## TO DO:
Write all of the entries out again exactly.

---------- RECORDS SUPPLIED

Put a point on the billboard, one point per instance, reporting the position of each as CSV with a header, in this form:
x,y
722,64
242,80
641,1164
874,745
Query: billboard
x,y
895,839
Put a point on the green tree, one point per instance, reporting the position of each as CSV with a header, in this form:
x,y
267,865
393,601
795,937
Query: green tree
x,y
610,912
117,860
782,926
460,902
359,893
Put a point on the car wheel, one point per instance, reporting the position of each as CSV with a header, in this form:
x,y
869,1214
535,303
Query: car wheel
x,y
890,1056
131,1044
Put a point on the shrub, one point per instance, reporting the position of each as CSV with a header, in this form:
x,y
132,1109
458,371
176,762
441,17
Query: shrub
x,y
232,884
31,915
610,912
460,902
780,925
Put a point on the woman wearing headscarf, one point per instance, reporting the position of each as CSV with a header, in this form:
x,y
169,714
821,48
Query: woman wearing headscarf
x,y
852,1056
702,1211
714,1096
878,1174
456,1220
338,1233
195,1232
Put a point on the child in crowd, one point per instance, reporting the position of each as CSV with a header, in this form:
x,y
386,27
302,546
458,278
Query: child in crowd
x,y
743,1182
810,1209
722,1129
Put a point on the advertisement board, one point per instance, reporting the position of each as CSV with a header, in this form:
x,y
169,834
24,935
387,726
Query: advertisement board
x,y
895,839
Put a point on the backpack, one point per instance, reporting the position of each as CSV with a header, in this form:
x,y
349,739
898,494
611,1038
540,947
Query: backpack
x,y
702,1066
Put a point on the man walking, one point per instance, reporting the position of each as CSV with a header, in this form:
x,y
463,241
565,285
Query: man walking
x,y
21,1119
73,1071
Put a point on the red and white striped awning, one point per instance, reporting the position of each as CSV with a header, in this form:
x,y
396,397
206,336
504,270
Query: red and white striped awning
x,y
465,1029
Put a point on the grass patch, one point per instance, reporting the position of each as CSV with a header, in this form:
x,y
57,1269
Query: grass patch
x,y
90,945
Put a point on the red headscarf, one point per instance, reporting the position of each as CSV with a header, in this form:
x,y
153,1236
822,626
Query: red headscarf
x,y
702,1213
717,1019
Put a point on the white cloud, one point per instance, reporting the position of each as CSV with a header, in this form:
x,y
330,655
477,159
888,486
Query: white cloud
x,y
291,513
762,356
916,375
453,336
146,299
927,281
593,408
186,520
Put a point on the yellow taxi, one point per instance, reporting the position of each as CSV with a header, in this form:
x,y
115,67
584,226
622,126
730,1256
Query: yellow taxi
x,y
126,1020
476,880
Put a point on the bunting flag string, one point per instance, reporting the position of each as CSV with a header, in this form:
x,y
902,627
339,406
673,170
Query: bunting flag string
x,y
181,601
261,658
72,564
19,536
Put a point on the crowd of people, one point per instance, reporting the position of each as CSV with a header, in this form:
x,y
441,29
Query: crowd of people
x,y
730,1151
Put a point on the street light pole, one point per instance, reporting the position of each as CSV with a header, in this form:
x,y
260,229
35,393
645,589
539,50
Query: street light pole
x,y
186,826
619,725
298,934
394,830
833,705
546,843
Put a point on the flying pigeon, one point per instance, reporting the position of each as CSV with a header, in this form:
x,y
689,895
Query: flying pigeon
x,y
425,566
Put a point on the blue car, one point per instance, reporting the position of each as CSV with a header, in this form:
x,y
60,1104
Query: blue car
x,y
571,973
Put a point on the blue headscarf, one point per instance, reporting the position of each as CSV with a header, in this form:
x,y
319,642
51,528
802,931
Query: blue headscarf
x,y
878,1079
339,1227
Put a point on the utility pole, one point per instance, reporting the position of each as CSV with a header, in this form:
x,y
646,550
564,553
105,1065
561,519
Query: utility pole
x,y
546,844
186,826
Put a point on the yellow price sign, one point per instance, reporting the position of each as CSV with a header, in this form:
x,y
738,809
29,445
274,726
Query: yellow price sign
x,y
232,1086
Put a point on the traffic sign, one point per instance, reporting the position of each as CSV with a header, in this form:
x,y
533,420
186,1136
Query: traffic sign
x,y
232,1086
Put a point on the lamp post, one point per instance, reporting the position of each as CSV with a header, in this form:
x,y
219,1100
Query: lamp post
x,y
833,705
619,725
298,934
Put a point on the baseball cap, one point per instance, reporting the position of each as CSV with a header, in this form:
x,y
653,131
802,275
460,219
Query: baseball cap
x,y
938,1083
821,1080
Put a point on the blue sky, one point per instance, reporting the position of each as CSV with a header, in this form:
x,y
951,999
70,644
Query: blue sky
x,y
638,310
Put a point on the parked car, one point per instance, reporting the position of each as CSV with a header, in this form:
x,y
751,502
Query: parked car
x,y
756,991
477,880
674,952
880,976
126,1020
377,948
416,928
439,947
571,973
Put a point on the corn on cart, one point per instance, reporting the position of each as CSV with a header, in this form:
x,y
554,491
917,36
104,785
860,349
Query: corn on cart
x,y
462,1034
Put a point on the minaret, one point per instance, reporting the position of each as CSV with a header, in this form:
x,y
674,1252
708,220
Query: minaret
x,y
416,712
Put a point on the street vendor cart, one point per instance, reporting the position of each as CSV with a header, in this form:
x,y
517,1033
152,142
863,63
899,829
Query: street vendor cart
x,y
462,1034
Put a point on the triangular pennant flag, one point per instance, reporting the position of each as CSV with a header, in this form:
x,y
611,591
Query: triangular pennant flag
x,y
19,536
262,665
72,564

--------------------

## ANSWER BELOW:
Put a point on the billboard, one point per instance, reporting the position of each as CSV with a header, in this form:
x,y
722,64
242,80
641,1164
874,745
Query: billboard
x,y
895,839
Put a point on the green tree, one point per instance, reporting the position of each as CSV with a header, in this form:
x,y
267,865
393,601
795,937
Query: green tree
x,y
610,912
117,860
782,926
460,902
359,893
Put a point on the car wheel, one point per instance, reporting the position of each as CSV with a header, in this form:
x,y
869,1214
535,303
Query: car wheel
x,y
890,1056
131,1044
Put a point on the shrub, one point per instance, reporting the position of each as CSV with a header, in this form:
x,y
132,1109
458,371
176,762
441,17
Query: shrub
x,y
232,884
31,915
610,912
460,902
780,925
Put a point on the woman wearing headscarf, one point per instance, reporting the position of each as CSV with a header, in this form:
x,y
169,714
821,48
Query: woman wearing headscarf
x,y
852,1056
702,1211
714,1096
878,1174
456,1220
338,1233
195,1232
Put a point on the child in crowd, one point per instance, reporting the position of each as CSV with a header, in this form:
x,y
386,27
302,546
458,278
Query: child in crowd
x,y
743,1182
810,1209
722,1129
Put a point on the advertisement board, one point per instance, reporting the position of each as CSV with a header, in this form:
x,y
169,834
24,935
387,726
Query: advertisement board
x,y
895,839
Put a point on the backpack, one point per instance, reporting the position of each as CSV with a header, in this form:
x,y
349,739
898,494
611,1038
540,947
Query: backpack
x,y
702,1066
Put a point on the man walking, one point per instance, reporting the position of each as CSV with a header, in this form:
x,y
463,241
565,285
Query: man walking
x,y
21,1119
73,1071
Put a point on the red and white striped awning, one point per instance, reporting the position of each as CSV with a header, in this form:
x,y
396,397
206,336
504,270
Query: red and white striped awning
x,y
465,1029
Put a point on the grass patch, one point per instance, reporting the position of each as CSV with a header, in this form:
x,y
57,1269
Query: grass patch
x,y
90,945
Put a point on the red headscarf, one point per instance, reporting the position of each as CSV with a header, in this form:
x,y
153,1236
822,626
Query: red headscarf
x,y
702,1213
717,1019
Put a point on the white cloud, one point per instance, reporting the position of each as CSV with a header, in this form:
x,y
330,655
477,159
888,486
Query: white cloud
x,y
291,513
762,356
916,375
453,336
146,299
927,281
593,408
186,520
Put a point on the yellow taxi, one point per instance, reporting the position of each as CSV with a header, in this form:
x,y
115,67
584,226
622,126
730,1256
Query: yellow taxi
x,y
126,1020
476,880
Put a point on the bunting flag string, one point per instance, reporting the position of each as CSV with a header, in this form:
x,y
902,627
339,406
673,170
Query: bunting flag string
x,y
181,601
261,658
72,564
19,536
Put a point on the crowd of people, one point per instance, reporting the position of each as CSV with a header, in this form:
x,y
441,29
Query: crowd of people
x,y
730,1151
Put a point on the street light pole, one point per instance, reporting the position of each as CSV with a header, in this form:
x,y
260,229
35,393
645,589
539,50
Query: street light pole
x,y
186,826
619,725
298,934
394,830
833,705
546,843
Put a point on the flying pigeon, one point per instance, reporting the position of each as CSV with a header, in this form:
x,y
689,895
Query: flying pigeon
x,y
425,566
Put a point on the blue car, one point per instance, reporting the position of each as CSV with a header, in this form:
x,y
60,1104
Query: blue car
x,y
571,973
Put a point on the blue headscarf, one point per instance, reporting the position of each as CSV with a header, in this form:
x,y
319,642
51,528
802,931
Query: blue headscarf
x,y
878,1079
339,1227
Put a point on the utility pole, one point per instance, reporting the position of each as CSV with a header, in this form:
x,y
646,550
564,553
105,1065
561,519
Query: utility pole
x,y
546,844
186,826
Put a point on the yellow price sign, one point per instance, reporting the position of each as CSV with a header, in this form:
x,y
738,809
29,445
274,726
Query: yellow price sign
x,y
232,1086
Put a point on the traffic sign, one point per instance, reporting the position of each as CSV with a header, in this form:
x,y
533,420
186,1136
Query: traffic sign
x,y
232,1086
Put a point on the lamp post, one point per instance, reporting the position of each as CSV with a header, in this form:
x,y
219,1100
Query: lamp post
x,y
833,705
619,725
298,934
Put a point on the baseball cap, one point per instance, reporting the position of each as CSV with a header, in this form:
x,y
653,131
802,275
460,219
Query: baseball cap
x,y
938,1083
821,1080
Put a point on the blue sky, one point per instance, reporting the position of each as CSV with a header, in this form:
x,y
951,999
70,644
Query: blue sky
x,y
638,310
Put a point on the parked car, one point per instance, reporting the position of each as CSV with a header, in this form:
x,y
751,502
Query: parked car
x,y
756,991
477,880
674,952
880,976
126,1020
377,948
416,928
439,947
571,973
Put a point on the corn on cart, one point per instance, reporting the position of each as CSV with a header, in this form:
x,y
554,491
917,36
104,785
860,349
Query: corn on cart
x,y
462,1034
Put a point on the minaret, one point per instance, reporting the position of each as CSV with a header, in this form:
x,y
674,1252
708,220
Query: minaret
x,y
416,712
Put a point on the street vendor cart, one point per instance, reporting the position of each as CSV with a header, in this form:
x,y
517,1033
152,142
863,63
899,829
Query: street vendor cart
x,y
462,1034
Put a point on the triangular pennant flag, one point per instance, reporting the position of each as CSV with a header, in this form:
x,y
611,591
Query: triangular pennant flag
x,y
19,536
262,665
72,564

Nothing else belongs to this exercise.